[Exercise brief]:
All the entries below should be reproduced exactly.
—————
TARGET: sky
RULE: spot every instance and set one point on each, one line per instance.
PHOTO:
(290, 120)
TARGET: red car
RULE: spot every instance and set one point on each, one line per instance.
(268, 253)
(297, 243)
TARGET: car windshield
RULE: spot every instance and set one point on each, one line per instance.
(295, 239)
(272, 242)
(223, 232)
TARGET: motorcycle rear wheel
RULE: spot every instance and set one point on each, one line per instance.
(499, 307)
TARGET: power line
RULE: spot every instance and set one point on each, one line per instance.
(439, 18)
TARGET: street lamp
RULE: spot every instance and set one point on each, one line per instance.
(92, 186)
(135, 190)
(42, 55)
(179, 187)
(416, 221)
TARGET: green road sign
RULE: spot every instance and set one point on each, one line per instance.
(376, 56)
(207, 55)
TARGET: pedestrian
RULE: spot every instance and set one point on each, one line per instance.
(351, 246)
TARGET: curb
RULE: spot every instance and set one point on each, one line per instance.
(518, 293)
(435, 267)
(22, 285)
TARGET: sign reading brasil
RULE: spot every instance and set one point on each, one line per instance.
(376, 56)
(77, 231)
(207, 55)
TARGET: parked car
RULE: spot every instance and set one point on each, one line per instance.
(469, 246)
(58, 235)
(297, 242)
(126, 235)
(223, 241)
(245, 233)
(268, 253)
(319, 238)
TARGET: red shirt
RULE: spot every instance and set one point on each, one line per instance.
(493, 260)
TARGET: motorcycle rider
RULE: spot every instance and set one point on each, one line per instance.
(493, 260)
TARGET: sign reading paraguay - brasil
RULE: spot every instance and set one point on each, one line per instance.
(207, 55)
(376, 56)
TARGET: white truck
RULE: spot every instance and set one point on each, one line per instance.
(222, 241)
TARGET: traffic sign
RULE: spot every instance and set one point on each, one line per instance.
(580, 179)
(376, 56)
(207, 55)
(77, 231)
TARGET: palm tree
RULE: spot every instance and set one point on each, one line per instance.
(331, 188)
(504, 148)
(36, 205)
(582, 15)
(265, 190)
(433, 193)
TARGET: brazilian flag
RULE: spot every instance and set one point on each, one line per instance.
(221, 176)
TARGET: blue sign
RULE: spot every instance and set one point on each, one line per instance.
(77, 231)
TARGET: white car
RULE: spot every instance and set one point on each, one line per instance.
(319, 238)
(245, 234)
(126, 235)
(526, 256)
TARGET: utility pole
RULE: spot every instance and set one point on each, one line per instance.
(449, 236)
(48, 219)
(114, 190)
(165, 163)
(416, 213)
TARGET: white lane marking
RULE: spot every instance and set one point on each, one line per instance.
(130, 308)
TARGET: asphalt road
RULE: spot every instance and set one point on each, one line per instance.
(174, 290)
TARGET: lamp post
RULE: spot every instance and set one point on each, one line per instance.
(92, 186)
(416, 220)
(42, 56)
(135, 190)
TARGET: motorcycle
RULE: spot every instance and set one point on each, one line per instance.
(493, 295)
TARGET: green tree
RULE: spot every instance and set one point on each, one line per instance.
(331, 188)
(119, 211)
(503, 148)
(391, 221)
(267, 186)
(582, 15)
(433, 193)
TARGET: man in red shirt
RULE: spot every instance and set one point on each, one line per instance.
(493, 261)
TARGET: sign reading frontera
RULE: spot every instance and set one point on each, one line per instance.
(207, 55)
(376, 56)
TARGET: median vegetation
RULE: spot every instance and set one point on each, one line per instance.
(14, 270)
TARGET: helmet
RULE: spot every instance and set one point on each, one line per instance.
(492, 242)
—————
[Written answer]:
TARGET: sky
RULE: spot every instance and set one point on each, one line per instance.
PHOTO:
(290, 120)
TARGET: red car
RULE: spot every instance and set one point on each, one line per instance.
(268, 253)
(297, 243)
TARGET: car windshield
RULE: spot every instance and set one point on each, one line per instance.
(295, 239)
(272, 242)
(223, 232)
TARGET: motorcycle rear wheel
RULE: spot every instance and set one point on each, one line per instance.
(499, 307)
TARGET: power line
RULE: spot every instance and set one point on each, one line per instance.
(439, 18)
TARGET: street lamp
RULE: spot every instance and set one point on each, one line per instance.
(92, 186)
(135, 190)
(42, 55)
(179, 187)
(416, 221)
TARGET: green road sign
RULE: spot every instance and set one point on each, one line per instance.
(376, 56)
(207, 55)
TARGET: pedestrian
RULE: spot every instance and set one point on each, one line per instance.
(351, 246)
TARGET: curb
RULE: spot every instance and set one point on each, one line per instance.
(518, 293)
(435, 267)
(22, 285)
TARGET: sign reading brasil
RULE: spot every instance and set one point on each, one line per instance.
(376, 56)
(77, 231)
(207, 55)
TARGET: parked car
RULE: spot every instance and set one point on each, one line per instance.
(469, 246)
(58, 235)
(297, 242)
(126, 235)
(223, 241)
(245, 233)
(268, 253)
(319, 238)
TARGET: red shirt
RULE: spot every instance and set one point on each, one line per instance.
(493, 260)
TARGET: motorcycle rider
RULE: spot every instance and set one point on each, one line per instance.
(493, 260)
TARGET: sign reading paraguay - brasil
RULE: spot every instance and set one point on each, one line per instance.
(207, 55)
(376, 56)
TARGET: white truck
RULE: spot every instance and set one point on each, one line per instance.
(222, 241)
TARGET: traffic sign
RULE: spot every instance and set one point on each, one line per instance.
(580, 179)
(376, 56)
(207, 55)
(77, 231)
TARGET: palm tree
RULE: spot every instance and set one point on each, one line per instance.
(331, 188)
(504, 148)
(36, 205)
(582, 15)
(265, 190)
(433, 193)
TARGET: brazilian flag
RULE: spot every instance and set one point on each, one line per instance.
(221, 176)
TARGET: blue sign
RULE: spot every instance and set one point on each, one line per instance.
(77, 231)
TARGET: white car
RULE: spot every instance and set one point on each, one line per instance.
(319, 238)
(245, 234)
(126, 235)
(526, 256)
TARGET: utility pole
RULE: spot every instance and set one point on each, one line per instance.
(449, 236)
(48, 219)
(114, 190)
(165, 163)
(416, 213)
TARGET: white lane marking
RULE: spot every instance and set one point on each, one line per instance.
(130, 308)
TARGET: asphalt road
RULE: spot every instance and set one point on each, one line per instance.
(174, 290)
TARGET: lamp post
RULE: spot every instance and set one point on each, one line per instance.
(92, 186)
(416, 220)
(42, 56)
(135, 190)
TARGET: motorcycle
RULE: spot every instance and set one point on each, one line per instance.
(493, 295)
TARGET: green tree
RULE: spot every instance and set one point on each, one line per instance.
(331, 188)
(119, 211)
(503, 148)
(391, 221)
(267, 186)
(582, 15)
(433, 193)
TARGET: man in red shirt
RULE: spot every instance and set one point on each, one line per instance.
(493, 261)
TARGET: sign reading frontera
RULE: spot every instance and set one point on each, one line per instance.
(207, 55)
(376, 56)
TARGET: median vegetation
RULE: spot every instance and set one point on each, one line per instance.
(14, 270)
TARGET: helmet
RULE: spot every instance and set one point on each, one line per instance.
(492, 242)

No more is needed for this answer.